- _Trecho de origem_:
* * * * *

Esse programa online, no entanto, tem um custo de US$ 15 mil de tuition, contra os US$ 75 mil por ano do MBA presencial. “Um desconto de 80%”, notam os autores do abaixo-assinado. Harvard, ressaltam, também oferece alternativas online de cursos de egócios com preços que vão de 70% a 94% do valor de seu MBA presencial.
Diante disso, os estudantes propõem que a universidade reduza em 80% o valor de anuidades cobradas durante o período de isolamento social. Solicitam também uma reunião com o reitor da escola de negócios para falar sobre o desconto.
Embora reconheçam que os custos podem não ter mudado consideravelmente com a tranferência das aulas para o Zoom, eles lembram que a instituição tem recursos para arcar com as despesas.
Em seu site, a universidade declara que tem um endowment fund (fundo criado com doações de ex-alunos) de US$ 27,7 bilhões. “Qual é o propósito desse fundo de bilhões de dólares em doações se não for nos dar espaço em tempos de uma crise como essa?”, questinoam os autores do abaixo-assinado.

* * * * *

- _Entradas salvas_:

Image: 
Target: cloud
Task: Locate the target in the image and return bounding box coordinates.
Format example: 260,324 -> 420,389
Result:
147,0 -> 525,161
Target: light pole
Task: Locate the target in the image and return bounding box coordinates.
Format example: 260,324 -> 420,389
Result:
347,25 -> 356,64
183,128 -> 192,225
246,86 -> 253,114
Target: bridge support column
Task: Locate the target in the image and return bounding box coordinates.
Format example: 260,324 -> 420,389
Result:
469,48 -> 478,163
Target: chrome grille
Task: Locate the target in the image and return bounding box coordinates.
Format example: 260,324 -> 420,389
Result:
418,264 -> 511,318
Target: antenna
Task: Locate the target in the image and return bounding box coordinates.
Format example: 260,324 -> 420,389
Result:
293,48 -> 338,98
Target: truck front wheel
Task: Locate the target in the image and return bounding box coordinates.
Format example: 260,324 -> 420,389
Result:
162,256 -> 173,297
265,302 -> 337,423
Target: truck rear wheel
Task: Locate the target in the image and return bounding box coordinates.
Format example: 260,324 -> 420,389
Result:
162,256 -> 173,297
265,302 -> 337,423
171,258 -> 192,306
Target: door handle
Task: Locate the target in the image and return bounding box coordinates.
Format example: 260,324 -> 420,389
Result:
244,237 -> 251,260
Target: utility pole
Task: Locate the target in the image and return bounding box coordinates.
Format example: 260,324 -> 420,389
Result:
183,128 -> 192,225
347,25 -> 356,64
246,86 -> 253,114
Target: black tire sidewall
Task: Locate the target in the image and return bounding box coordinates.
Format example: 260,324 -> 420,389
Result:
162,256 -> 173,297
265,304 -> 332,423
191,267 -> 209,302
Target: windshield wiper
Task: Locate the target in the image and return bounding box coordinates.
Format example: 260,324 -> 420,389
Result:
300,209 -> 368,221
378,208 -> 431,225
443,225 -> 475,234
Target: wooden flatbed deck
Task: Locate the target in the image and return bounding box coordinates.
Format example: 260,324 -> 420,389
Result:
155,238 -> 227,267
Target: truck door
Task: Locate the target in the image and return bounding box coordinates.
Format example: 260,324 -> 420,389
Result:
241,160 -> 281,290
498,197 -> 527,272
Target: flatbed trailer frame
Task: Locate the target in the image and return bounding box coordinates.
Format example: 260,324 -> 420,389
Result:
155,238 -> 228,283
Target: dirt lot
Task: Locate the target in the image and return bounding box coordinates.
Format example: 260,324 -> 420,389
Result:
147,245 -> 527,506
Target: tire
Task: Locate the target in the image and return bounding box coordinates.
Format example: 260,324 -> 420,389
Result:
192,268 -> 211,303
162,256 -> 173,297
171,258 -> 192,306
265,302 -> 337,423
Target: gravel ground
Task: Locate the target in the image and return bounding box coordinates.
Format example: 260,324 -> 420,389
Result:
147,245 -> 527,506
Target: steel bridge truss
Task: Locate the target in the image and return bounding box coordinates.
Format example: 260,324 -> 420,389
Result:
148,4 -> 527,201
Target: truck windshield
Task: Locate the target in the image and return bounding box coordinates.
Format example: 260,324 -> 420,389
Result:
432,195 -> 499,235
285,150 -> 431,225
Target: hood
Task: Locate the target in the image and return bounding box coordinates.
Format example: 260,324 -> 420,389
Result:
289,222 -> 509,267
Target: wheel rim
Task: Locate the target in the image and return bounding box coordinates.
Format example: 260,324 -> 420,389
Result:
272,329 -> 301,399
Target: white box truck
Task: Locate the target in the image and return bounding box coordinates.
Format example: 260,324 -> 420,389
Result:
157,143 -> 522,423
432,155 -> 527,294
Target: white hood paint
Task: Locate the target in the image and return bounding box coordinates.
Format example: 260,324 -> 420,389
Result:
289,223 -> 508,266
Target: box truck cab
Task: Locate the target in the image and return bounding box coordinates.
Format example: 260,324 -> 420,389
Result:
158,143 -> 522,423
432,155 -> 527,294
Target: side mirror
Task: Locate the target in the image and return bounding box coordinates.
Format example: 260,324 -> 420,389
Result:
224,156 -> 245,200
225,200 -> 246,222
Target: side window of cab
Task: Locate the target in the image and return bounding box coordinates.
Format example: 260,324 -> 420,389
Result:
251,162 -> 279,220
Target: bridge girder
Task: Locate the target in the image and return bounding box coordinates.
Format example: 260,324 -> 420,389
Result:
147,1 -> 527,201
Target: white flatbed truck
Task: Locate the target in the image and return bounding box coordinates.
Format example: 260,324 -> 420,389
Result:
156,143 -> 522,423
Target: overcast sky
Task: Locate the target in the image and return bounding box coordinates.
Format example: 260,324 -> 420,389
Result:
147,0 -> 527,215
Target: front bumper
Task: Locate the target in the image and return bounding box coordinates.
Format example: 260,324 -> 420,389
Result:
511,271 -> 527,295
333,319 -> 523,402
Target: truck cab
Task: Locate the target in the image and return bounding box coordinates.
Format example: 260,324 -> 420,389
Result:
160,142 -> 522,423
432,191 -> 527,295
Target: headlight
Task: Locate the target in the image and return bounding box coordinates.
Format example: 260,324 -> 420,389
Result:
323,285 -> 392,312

* * * * *

- _Tarefas e exercícios_:
[a] Segundo o trecho sobre o MBA de Harvard, quanto custa por ano o MBA presencial?
[b] Transcreva do trecho sobre o MBA de Harvard tudo o que vai de "Diante disso, os" até "questinoam os autores do abaixo-assinado.".
Não é preciso consultar a listagem.

- _Exercício resolvido_:
[a] US$ 75 mil por ano.

[b]
Diante disso, os estudantes propõem que a universidade reduza em 80% o valor de anuidades cobradas durante o período de isolamento social. Solicitam também uma reunião com o reitor da escola de negócios para falar sobre o desconto.
Embora reconheçam que os custos podem não ter mudado consideravelmente com a tranferência das aulas para o Zoom, eles lembram que a instituição tem recursos para arcar com as despesas.
Em seu site, a universidade declara que tem um endowment fund (fundo criado com doações de ex-alunos) de US$ 27,7 bilhões. “Qual é o propósito desse fundo de bilhões de dólares em doações se não for nos dar espaço em tempos de uma crise como essa?”, questinoam os autores do abaixo-assinado.